## TASK TO CARRY OUT
Copy each line of the data below in which the word "white" can be found.

--------

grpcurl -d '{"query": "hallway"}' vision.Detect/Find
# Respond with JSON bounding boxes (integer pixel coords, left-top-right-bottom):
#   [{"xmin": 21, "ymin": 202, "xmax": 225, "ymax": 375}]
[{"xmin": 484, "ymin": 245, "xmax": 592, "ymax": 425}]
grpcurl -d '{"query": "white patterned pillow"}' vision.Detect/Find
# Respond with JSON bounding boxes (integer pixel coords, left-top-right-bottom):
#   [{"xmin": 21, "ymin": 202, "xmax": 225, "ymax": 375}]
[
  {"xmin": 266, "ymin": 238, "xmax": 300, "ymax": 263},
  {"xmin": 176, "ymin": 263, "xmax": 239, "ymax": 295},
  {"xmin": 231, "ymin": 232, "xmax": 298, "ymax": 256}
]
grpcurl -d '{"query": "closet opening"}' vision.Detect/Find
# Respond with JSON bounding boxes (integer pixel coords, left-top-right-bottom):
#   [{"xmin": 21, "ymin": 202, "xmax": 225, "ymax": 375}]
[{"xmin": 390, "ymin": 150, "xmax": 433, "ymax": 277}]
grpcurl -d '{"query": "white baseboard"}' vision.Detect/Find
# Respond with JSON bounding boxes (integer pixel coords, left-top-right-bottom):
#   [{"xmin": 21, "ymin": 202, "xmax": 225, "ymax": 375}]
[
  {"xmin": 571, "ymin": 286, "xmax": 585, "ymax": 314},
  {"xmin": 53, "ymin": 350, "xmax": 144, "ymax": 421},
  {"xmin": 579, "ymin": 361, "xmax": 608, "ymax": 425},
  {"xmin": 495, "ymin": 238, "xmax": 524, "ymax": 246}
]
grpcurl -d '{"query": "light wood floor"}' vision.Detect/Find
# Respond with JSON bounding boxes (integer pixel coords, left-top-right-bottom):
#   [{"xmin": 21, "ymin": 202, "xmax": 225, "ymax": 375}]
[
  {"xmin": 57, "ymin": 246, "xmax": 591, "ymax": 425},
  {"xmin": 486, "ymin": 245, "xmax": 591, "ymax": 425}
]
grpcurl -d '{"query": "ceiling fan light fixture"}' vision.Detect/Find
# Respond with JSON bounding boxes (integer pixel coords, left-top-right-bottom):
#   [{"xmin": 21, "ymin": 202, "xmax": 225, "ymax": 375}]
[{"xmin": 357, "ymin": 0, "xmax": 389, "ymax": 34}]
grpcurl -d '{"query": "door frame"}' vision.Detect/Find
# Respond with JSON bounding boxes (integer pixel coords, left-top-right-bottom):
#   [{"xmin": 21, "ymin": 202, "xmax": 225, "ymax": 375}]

--------

## REPLY TO THE EXERCISE
grpcurl -d '{"query": "white patterned pillow"}' vision.Detect/Find
grpcurl -d '{"query": "white baseboard"}' vision.Detect/Find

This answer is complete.